>>>
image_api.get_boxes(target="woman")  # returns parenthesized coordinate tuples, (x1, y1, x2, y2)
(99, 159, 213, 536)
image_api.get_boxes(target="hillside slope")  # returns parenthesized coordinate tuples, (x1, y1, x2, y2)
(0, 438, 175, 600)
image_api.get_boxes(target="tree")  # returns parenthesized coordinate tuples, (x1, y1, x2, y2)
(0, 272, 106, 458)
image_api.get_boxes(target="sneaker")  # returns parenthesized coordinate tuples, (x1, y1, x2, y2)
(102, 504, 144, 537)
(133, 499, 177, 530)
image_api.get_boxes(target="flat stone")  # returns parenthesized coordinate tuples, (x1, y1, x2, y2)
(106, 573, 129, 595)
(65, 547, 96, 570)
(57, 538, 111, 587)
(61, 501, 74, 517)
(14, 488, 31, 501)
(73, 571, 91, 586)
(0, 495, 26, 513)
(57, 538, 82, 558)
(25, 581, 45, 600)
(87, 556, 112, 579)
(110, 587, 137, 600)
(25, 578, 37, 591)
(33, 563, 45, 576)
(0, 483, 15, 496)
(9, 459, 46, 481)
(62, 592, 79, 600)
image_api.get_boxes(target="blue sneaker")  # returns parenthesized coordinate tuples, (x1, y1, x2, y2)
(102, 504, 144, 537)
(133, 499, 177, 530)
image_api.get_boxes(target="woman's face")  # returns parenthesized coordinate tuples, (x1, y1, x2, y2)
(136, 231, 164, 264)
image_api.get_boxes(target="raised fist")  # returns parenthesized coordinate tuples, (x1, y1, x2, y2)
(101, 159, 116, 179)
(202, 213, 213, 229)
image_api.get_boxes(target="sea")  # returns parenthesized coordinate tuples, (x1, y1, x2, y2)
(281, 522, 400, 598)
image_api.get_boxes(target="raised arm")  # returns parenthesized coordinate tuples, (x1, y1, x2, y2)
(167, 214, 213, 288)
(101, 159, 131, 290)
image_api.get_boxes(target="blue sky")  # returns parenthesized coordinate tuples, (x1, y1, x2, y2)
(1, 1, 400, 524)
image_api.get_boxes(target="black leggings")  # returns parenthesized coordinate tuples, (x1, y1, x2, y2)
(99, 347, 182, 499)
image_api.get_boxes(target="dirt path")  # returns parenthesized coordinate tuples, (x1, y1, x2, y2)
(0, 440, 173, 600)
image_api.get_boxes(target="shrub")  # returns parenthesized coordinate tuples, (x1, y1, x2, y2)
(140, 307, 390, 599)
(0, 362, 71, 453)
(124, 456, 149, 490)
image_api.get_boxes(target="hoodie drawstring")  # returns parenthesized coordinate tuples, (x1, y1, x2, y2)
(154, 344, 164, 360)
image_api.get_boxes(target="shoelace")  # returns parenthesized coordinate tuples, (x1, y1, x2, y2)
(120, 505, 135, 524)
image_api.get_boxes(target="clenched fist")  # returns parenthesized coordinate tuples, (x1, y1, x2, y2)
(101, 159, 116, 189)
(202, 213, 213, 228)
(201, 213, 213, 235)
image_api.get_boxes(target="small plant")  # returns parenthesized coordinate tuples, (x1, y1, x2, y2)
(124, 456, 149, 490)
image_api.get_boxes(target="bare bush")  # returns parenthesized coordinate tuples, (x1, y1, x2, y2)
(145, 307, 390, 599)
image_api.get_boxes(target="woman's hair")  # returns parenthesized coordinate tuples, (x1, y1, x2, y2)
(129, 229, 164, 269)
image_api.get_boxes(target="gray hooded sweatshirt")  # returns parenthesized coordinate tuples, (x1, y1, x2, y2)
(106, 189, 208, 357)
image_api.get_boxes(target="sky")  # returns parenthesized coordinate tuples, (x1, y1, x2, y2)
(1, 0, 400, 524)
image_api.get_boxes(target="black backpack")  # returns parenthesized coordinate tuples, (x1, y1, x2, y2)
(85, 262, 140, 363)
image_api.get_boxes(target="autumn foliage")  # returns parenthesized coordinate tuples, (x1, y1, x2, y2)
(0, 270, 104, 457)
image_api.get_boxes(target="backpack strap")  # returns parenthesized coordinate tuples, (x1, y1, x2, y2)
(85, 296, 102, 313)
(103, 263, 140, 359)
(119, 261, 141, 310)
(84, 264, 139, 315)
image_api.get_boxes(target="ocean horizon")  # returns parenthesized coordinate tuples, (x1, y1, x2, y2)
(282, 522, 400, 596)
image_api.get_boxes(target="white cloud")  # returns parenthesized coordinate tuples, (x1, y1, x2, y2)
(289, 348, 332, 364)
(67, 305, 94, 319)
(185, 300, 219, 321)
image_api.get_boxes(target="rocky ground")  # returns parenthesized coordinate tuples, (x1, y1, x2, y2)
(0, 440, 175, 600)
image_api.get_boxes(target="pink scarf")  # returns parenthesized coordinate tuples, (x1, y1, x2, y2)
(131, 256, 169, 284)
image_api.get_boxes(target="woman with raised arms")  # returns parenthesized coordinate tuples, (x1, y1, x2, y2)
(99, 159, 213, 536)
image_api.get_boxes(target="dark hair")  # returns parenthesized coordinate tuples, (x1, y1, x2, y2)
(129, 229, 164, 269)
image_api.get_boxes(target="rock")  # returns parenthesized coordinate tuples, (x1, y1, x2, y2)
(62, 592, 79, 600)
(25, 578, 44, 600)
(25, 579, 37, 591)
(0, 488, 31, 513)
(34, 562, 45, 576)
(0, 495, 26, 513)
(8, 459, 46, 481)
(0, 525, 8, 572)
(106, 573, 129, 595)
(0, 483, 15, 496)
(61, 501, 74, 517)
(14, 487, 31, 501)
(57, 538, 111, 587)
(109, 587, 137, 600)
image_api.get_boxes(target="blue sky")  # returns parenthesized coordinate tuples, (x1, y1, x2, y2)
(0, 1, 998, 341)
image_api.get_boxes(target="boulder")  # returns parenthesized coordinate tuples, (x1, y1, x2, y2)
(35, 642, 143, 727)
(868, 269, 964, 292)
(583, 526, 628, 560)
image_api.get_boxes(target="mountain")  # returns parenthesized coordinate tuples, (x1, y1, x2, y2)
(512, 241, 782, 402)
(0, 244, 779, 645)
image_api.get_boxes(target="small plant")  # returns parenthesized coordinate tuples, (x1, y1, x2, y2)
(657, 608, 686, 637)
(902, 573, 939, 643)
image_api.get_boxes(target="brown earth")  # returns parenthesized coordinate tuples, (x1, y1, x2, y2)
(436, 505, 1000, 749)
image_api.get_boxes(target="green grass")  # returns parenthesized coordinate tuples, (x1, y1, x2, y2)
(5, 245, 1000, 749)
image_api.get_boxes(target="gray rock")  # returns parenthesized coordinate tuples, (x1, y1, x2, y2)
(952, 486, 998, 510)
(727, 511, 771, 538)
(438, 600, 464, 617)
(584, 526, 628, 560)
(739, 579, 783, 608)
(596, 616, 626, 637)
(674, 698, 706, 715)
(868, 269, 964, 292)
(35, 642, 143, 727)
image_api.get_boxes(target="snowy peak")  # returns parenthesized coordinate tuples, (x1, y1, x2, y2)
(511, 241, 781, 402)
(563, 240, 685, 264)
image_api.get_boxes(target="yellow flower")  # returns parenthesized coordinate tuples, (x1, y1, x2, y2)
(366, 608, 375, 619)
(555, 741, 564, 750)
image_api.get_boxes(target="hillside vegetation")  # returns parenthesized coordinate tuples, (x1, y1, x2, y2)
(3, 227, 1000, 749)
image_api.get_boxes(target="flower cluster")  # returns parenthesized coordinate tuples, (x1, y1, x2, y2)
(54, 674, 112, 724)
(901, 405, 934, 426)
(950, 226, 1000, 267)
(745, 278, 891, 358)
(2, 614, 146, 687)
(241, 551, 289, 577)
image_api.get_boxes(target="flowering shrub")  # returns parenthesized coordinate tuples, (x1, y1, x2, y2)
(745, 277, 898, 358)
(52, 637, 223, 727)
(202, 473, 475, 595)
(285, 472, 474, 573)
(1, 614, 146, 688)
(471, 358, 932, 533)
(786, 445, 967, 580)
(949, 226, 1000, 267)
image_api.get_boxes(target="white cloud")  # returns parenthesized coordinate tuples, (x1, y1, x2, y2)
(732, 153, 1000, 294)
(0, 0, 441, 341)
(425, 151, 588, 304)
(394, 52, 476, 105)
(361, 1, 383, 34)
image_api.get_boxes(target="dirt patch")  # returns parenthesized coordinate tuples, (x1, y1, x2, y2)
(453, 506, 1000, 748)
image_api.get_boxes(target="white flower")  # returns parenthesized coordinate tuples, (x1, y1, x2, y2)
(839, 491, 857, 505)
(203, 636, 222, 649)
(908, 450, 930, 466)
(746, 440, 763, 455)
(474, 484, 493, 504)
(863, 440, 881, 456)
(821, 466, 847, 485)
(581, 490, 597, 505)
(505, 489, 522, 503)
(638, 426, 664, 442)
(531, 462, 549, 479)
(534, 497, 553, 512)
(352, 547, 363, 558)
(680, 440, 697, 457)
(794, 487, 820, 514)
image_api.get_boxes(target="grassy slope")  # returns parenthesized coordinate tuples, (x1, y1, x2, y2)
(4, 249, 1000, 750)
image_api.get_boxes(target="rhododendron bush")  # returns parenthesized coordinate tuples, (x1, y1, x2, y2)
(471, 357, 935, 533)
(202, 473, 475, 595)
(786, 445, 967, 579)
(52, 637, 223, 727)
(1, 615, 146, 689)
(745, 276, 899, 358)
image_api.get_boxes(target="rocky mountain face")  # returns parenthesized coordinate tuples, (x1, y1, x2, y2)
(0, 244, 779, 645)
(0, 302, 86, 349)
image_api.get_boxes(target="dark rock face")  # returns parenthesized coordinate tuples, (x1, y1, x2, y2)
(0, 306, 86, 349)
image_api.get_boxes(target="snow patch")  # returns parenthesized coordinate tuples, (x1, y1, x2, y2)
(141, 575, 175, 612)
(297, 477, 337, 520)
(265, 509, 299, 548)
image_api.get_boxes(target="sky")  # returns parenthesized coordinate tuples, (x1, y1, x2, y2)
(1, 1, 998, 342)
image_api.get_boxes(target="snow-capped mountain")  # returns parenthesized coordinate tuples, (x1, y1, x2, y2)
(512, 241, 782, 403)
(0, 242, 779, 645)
<<<
>>>
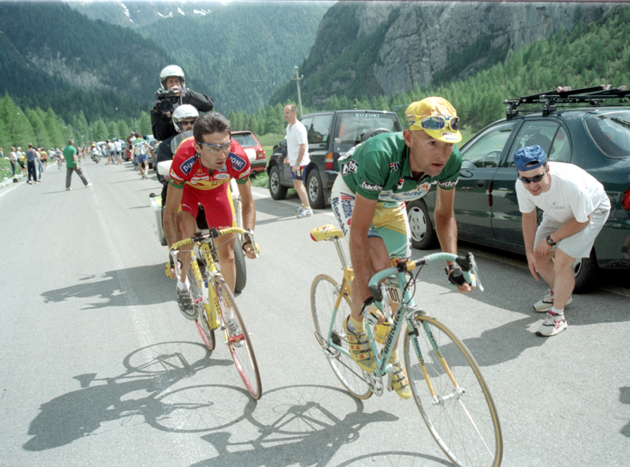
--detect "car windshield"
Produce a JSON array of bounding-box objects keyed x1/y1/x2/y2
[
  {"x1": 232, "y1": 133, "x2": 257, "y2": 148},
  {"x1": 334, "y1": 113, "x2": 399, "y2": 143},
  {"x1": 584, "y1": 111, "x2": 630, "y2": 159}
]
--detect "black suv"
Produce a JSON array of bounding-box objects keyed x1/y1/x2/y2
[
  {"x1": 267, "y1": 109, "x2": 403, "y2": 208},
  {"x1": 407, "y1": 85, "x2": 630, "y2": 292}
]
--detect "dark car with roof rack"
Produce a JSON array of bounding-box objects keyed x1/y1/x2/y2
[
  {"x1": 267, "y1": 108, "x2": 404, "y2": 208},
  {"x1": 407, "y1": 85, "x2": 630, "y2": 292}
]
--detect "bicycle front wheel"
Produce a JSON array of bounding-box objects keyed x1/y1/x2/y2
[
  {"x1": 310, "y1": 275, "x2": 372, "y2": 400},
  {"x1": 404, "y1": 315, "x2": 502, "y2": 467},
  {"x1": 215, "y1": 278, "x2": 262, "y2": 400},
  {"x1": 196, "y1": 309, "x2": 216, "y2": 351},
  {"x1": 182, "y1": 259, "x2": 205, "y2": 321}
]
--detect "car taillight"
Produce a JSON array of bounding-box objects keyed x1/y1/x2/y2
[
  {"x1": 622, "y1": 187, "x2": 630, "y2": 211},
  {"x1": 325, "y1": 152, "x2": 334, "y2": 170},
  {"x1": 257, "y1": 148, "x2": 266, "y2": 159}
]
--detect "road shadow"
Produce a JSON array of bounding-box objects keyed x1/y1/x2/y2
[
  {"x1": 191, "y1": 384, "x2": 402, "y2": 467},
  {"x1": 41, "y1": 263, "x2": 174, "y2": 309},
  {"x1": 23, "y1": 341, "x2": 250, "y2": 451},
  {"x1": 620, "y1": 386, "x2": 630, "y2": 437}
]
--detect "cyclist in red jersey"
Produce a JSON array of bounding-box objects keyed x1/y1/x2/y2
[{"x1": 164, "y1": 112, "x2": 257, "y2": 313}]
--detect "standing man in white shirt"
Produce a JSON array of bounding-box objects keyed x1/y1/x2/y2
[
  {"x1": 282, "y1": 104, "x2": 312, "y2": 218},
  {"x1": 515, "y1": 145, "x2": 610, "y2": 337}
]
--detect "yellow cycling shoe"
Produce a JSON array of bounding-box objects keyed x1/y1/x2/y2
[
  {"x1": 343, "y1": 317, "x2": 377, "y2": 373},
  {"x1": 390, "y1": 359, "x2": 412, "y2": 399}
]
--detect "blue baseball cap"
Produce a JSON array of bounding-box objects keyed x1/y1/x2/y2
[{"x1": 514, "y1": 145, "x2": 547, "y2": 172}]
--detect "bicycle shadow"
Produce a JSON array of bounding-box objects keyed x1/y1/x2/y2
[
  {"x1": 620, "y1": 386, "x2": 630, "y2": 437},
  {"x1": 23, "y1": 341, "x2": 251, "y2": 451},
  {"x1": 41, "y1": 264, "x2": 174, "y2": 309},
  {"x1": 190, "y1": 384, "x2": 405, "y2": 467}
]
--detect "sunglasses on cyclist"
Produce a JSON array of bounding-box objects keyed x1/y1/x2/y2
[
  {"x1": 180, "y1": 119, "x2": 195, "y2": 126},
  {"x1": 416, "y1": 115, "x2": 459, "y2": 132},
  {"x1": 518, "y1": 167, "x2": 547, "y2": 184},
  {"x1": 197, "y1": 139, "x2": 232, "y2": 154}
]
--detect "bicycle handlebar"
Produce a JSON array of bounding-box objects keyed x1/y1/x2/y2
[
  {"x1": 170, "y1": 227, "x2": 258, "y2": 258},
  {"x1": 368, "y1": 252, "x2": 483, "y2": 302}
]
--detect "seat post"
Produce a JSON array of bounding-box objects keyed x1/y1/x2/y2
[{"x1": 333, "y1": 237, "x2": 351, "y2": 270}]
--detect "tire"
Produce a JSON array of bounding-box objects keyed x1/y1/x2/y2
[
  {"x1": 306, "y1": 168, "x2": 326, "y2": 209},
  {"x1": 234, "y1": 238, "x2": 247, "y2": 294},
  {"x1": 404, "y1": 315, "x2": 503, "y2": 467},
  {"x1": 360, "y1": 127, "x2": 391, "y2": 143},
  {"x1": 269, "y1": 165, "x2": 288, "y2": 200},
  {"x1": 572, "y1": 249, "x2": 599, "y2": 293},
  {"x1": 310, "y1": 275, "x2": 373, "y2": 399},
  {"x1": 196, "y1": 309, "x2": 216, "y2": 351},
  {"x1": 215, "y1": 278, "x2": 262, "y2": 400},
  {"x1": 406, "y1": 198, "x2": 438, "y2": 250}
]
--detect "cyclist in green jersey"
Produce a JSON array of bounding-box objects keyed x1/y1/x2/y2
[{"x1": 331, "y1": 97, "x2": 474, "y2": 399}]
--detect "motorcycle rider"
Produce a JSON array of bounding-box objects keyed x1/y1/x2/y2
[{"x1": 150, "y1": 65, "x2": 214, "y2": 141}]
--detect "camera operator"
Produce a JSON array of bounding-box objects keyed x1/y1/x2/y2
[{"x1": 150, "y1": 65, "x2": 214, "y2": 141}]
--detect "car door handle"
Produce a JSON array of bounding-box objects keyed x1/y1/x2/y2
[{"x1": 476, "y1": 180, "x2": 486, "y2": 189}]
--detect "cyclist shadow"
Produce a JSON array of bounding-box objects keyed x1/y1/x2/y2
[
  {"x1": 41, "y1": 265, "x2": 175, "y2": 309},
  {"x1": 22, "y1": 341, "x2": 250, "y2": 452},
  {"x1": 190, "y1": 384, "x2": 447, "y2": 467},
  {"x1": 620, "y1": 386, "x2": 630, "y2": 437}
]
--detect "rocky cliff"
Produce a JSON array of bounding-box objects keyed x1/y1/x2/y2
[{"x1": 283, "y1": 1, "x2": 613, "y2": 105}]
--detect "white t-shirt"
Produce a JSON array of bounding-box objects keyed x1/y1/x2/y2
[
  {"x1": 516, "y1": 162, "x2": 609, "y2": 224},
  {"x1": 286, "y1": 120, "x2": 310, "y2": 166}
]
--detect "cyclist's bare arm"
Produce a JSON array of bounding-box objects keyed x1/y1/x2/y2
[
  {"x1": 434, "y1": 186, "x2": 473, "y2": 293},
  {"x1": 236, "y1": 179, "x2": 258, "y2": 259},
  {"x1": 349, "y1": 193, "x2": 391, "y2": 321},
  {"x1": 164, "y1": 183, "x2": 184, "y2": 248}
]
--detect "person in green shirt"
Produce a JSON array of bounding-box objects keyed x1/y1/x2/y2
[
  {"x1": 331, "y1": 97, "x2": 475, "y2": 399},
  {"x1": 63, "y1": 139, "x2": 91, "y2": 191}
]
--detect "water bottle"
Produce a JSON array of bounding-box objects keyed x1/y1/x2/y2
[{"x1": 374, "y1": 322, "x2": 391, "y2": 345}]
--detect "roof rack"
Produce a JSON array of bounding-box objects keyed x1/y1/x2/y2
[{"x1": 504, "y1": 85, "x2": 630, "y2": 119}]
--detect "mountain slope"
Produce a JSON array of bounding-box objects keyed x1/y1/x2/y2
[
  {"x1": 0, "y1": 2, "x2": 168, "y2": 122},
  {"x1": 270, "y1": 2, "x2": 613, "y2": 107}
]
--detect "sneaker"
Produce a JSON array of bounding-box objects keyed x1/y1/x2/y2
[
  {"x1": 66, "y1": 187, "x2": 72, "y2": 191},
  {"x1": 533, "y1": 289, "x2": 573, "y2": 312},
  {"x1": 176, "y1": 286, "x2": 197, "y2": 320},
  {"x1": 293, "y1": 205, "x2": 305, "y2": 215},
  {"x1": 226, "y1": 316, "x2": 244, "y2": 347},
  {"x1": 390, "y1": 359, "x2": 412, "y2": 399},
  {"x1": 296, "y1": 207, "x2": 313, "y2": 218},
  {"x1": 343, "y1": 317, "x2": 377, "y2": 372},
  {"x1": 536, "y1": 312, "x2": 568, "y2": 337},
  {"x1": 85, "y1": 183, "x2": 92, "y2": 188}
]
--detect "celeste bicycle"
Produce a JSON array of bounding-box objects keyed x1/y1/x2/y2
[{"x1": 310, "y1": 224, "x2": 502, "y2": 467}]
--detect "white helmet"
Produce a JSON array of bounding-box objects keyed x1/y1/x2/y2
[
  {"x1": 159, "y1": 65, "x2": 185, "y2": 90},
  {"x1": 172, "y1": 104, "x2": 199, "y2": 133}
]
<<<
• _PROBLEM DESCRIPTION_
Among the records, find each line where the word "rack" occurs, and copy it.

• _RESULT_
--detect "dark car with roof rack"
--detect "roof rack"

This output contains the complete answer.